[start Document passage]

# Jam in top cover area 13.05.00



## payton_fulton (Nov 8, 2006)

Greetings,

About a week ago our hp lj4250 started making a ginding noise with whick my boss ordered a new fuser for and after the new fuser was installed the grinding still continued. So I installed a new swing plate, well the grinding stopped, but the paper is not feeding correctly. Everytime someone tries to print something I get the following error:

13.05.00 Jam in top cover area

I take the toner out and remove the jammed piece of paper, it is kind of like the fuser is not accepting paper. The gears on the fuser do not even spin.

Thank you in advance for your response, it is appreciated.


----------



## payton_fulton (Nov 8, 2006)

Also, I forgot to add that I swapped out the fuser with a fuser that I know works and still got the same problem. So I am pretty sure it isn't the fuser


----------



## Chode (Sep 8, 2006)

[end Document passage]
[start Extracted records]

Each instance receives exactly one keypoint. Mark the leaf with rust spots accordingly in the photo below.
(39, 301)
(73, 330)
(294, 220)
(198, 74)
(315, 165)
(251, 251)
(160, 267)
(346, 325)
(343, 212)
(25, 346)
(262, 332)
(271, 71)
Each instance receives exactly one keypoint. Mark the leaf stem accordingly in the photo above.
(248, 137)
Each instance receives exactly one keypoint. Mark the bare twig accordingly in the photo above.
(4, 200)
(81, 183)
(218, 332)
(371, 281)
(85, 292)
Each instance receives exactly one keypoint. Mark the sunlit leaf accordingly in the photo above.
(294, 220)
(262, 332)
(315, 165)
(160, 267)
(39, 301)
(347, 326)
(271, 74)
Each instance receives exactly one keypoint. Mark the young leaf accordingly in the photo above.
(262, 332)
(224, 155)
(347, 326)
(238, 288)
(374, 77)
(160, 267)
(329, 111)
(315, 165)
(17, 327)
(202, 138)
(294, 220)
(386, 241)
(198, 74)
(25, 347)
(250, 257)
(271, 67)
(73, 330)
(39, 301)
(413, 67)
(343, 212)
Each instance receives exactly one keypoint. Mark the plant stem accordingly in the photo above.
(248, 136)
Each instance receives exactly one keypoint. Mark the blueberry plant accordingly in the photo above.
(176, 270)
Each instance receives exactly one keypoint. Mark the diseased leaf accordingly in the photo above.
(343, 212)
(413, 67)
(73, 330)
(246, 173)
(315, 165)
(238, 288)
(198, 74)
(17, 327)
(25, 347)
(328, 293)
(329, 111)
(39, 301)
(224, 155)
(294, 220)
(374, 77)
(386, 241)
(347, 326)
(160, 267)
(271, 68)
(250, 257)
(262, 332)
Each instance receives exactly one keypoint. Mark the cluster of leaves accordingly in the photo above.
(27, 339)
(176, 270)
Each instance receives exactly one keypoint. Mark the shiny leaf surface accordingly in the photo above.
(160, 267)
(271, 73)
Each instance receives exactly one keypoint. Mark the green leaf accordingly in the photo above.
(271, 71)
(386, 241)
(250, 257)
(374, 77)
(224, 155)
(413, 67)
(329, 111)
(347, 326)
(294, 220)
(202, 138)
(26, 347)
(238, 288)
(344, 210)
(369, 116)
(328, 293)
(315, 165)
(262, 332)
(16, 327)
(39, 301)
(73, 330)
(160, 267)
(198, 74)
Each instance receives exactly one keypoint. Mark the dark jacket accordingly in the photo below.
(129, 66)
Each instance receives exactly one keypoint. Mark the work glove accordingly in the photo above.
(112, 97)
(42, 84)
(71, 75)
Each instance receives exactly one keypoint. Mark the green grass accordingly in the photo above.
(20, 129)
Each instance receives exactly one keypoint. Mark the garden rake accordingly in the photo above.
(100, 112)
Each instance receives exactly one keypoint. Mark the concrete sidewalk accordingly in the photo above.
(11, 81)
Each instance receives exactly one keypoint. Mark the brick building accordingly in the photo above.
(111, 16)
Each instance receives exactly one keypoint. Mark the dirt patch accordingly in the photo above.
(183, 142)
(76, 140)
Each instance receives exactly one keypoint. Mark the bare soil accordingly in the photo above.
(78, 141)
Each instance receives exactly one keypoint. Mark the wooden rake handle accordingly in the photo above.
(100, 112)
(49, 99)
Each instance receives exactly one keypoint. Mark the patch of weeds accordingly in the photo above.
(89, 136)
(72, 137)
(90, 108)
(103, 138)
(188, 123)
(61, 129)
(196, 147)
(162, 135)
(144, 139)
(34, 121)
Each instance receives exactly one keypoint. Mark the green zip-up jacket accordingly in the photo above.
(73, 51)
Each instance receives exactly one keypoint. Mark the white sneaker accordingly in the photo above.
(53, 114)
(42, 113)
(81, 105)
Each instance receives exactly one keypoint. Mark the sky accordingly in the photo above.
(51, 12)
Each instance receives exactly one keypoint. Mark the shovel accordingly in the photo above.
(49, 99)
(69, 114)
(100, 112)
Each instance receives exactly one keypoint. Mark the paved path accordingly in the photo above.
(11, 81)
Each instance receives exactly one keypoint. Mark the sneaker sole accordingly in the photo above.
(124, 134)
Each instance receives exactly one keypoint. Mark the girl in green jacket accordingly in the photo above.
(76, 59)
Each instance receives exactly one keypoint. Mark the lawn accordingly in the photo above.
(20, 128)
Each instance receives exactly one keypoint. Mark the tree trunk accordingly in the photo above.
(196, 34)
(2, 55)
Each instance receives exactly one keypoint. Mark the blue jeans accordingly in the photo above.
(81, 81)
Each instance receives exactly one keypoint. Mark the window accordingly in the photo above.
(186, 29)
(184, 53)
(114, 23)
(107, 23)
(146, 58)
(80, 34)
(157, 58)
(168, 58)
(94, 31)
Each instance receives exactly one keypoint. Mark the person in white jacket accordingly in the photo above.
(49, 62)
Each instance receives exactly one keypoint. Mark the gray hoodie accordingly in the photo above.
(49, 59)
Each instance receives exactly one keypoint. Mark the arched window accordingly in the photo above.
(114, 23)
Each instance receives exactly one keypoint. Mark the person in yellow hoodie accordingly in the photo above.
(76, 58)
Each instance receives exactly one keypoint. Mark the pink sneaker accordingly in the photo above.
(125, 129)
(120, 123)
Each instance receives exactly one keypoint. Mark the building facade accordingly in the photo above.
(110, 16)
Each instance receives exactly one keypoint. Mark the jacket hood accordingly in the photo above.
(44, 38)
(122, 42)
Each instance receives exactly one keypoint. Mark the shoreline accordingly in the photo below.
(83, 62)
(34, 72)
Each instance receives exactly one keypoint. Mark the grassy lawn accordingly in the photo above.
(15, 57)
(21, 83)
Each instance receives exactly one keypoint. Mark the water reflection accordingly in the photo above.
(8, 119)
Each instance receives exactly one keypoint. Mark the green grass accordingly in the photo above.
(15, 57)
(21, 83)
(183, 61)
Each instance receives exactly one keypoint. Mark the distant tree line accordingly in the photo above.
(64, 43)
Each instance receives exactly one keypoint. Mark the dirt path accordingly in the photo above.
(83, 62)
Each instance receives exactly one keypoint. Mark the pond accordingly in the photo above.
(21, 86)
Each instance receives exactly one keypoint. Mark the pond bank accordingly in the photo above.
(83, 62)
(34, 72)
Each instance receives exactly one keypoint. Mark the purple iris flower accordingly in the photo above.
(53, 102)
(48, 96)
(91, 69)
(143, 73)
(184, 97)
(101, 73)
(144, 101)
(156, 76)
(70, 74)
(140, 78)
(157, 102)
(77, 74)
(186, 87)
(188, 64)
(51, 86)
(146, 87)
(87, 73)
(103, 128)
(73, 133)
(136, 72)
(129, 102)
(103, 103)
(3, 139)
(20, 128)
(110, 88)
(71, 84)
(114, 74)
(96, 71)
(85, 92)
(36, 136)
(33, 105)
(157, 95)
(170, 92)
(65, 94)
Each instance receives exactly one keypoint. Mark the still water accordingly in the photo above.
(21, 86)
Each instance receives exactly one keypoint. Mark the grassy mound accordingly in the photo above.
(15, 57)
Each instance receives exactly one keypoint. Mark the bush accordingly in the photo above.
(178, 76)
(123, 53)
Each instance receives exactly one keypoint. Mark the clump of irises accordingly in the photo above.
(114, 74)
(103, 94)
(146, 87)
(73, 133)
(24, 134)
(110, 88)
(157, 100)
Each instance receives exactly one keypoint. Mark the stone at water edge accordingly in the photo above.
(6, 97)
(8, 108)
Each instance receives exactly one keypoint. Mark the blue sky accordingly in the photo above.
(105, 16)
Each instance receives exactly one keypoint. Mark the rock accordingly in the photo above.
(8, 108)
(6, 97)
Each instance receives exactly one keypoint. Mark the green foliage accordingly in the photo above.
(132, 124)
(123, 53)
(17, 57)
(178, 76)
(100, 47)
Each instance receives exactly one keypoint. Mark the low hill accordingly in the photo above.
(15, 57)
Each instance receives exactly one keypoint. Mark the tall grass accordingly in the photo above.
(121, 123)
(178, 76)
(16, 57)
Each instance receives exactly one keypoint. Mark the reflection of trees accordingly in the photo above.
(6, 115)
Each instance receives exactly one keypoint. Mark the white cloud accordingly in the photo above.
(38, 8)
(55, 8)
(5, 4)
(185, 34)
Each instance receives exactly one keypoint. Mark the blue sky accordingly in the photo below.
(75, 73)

[end Extracted records]

- [Requests]:
1) Name each printer component that the printer-jam thread says the poster installed, swapped, or took out.
2) Echo the portion of the printer-jam thread between "About a week" and "it is appreciated.", inclusive.
3) Answer these from the printer-jam thread:
(a) Which printer model is having the problem?
(b) What error appears each time someone tries to print?
(c) With what did the poster swap out the fuser?

- [Answer list]:
1)
- Fuser
- Swing plate
- Toner

2)
About a week ago our hp lj4250 started making a ginding noise with whick my boss ordered a new fuser for and after the new fuser was installed the grinding still continued. So I installed a new swing plate, well the grinding stopped, but the paper is not feeding correctly. Everytime someone tries to print something I get the following error:

13.05.00 Jam in top cover area

I take the toner out and remove the jammed piece of paper, it is kind of like the fuser is not accepting paper. The gears on the fuser do not even spin.

Thank you in advance for your response, it is appreciated.

3)
(a) An hp lj4250.
(b) 13.05.00 Jam in top cover area.
(c) A fuser the poster knows works.